#### Do this
Please reproduce the data below word for word, line by line, leaving nothing out and changing nothing.

#### Input rows
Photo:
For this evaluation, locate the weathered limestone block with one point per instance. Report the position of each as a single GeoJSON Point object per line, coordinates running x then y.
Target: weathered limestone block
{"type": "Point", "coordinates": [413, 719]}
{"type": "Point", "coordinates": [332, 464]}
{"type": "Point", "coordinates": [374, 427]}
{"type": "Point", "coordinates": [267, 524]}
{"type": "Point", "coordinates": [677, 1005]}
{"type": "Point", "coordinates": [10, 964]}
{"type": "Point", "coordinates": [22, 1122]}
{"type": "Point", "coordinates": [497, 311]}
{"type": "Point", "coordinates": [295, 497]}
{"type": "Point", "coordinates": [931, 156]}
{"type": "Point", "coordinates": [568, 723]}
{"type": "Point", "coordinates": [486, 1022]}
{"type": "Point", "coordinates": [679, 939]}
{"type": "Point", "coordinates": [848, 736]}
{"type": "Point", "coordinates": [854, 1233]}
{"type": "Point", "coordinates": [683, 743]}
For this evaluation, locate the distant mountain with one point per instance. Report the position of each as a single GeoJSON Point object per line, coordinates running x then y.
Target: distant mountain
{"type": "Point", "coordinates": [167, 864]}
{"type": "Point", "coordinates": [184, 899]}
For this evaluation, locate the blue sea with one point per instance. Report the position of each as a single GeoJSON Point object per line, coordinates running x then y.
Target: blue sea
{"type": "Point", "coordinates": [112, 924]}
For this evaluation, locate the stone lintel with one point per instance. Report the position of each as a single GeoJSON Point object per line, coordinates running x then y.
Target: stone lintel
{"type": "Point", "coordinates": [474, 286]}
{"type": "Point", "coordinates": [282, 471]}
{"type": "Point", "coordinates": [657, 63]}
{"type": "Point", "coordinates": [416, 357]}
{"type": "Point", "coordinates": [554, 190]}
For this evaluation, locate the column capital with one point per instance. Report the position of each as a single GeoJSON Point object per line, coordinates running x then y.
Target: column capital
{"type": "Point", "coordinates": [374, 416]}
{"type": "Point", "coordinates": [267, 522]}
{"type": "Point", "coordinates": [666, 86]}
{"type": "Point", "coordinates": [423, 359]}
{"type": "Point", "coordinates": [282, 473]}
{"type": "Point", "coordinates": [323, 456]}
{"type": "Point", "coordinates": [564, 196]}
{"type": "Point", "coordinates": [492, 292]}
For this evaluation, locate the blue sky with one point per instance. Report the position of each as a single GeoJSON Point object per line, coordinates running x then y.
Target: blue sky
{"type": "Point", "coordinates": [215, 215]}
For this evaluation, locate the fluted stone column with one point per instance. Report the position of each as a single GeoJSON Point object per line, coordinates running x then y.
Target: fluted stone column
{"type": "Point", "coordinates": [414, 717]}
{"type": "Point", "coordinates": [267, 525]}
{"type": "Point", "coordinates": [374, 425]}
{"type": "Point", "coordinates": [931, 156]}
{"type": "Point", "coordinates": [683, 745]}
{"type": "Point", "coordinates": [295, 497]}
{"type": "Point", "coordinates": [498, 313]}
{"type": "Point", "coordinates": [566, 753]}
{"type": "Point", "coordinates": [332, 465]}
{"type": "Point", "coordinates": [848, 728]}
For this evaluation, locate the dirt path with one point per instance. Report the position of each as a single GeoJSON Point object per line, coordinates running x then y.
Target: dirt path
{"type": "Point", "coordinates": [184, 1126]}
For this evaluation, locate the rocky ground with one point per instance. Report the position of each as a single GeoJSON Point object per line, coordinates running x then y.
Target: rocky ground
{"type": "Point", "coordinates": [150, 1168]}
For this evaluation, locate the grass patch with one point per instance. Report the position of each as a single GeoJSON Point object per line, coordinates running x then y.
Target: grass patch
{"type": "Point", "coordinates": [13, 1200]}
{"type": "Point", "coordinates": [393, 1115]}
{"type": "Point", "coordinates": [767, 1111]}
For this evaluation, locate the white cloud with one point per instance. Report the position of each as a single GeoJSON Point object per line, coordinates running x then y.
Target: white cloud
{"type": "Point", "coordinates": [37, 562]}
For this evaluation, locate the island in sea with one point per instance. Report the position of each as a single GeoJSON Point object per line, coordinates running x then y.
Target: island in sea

#### Reply
Photo:
For this evaluation, locate the weathered limestone block with one point per instance. Report the position of each as a single GeoJSON Point object per line, coordinates running x then y.
Target: weathered limestone block
{"type": "Point", "coordinates": [413, 719]}
{"type": "Point", "coordinates": [332, 464]}
{"type": "Point", "coordinates": [374, 427]}
{"type": "Point", "coordinates": [267, 524]}
{"type": "Point", "coordinates": [677, 1005]}
{"type": "Point", "coordinates": [10, 964]}
{"type": "Point", "coordinates": [22, 1122]}
{"type": "Point", "coordinates": [497, 311]}
{"type": "Point", "coordinates": [295, 497]}
{"type": "Point", "coordinates": [931, 156]}
{"type": "Point", "coordinates": [568, 723]}
{"type": "Point", "coordinates": [486, 1022]}
{"type": "Point", "coordinates": [679, 939]}
{"type": "Point", "coordinates": [848, 736]}
{"type": "Point", "coordinates": [854, 1233]}
{"type": "Point", "coordinates": [683, 743]}
For this evaluation, locate the distant mountain with one point per instance. Report the position of each as a single GeoJSON Point object per line, coordinates running x then y.
Target: distant mountain
{"type": "Point", "coordinates": [167, 864]}
{"type": "Point", "coordinates": [184, 899]}
For this evaluation, locate the blue sea with one point per instance. Report the position of each as a single GeoJSON Point object per line, coordinates running x then y.
Target: blue sea
{"type": "Point", "coordinates": [112, 924]}
For this evaluation, locate the stone lintel with one point per instance. Report the position of each as a single GeoJSON Point object per line, coordinates running x then y.
Target: stone lintel
{"type": "Point", "coordinates": [474, 286]}
{"type": "Point", "coordinates": [282, 471]}
{"type": "Point", "coordinates": [657, 63]}
{"type": "Point", "coordinates": [416, 357]}
{"type": "Point", "coordinates": [554, 190]}
For this evaluation, locate the column capital with one point per instance. Report the position of each as a single GeoJSON Point object per line, coordinates running x then y.
Target: column capital
{"type": "Point", "coordinates": [374, 416]}
{"type": "Point", "coordinates": [267, 522]}
{"type": "Point", "coordinates": [666, 86]}
{"type": "Point", "coordinates": [423, 359]}
{"type": "Point", "coordinates": [282, 473]}
{"type": "Point", "coordinates": [323, 456]}
{"type": "Point", "coordinates": [564, 196]}
{"type": "Point", "coordinates": [492, 292]}
For this evaluation, locate the blue sky with one point per instance. Report the position of each as a single GeoJSON Point object per line, coordinates running x then y.
Target: blue sky
{"type": "Point", "coordinates": [215, 215]}
For this evaluation, locate the fluted stone column with one point per instance. Report the position of each as a single GeoJSON Point object per line, coordinates running x then y.
Target: fluted stone column
{"type": "Point", "coordinates": [414, 717]}
{"type": "Point", "coordinates": [267, 525]}
{"type": "Point", "coordinates": [374, 425]}
{"type": "Point", "coordinates": [931, 156]}
{"type": "Point", "coordinates": [683, 745]}
{"type": "Point", "coordinates": [295, 497]}
{"type": "Point", "coordinates": [498, 313]}
{"type": "Point", "coordinates": [566, 753]}
{"type": "Point", "coordinates": [332, 465]}
{"type": "Point", "coordinates": [848, 728]}
For this evaluation, locate the dirt path with one point per instance. Report the position of each as a single GeoJSON Point object per line, coordinates running x then y.
Target: dirt path
{"type": "Point", "coordinates": [184, 1126]}
For this evaluation, locate the rocky ground with one point per instance. Report the position of each as a single GeoJSON Point object per line, coordinates running x then y.
Target: rocky ground
{"type": "Point", "coordinates": [150, 1168]}
For this evaluation, locate the grass patch with one point per instance. Report the position of each as a single GeoJSON Point object per line, coordinates running x then y.
Target: grass patch
{"type": "Point", "coordinates": [13, 1200]}
{"type": "Point", "coordinates": [393, 1115]}
{"type": "Point", "coordinates": [767, 1111]}
For this evaluation, locate the white cloud with one point per instance. Report the position of each as a single GeoJSON Point object per line, coordinates running x then y.
Target: white cloud
{"type": "Point", "coordinates": [37, 562]}
For this evaluation, locate the island in sea with one point per instance. Report the position of each as a single GeoJSON Point object per line, coordinates running x then y.
Target: island in sea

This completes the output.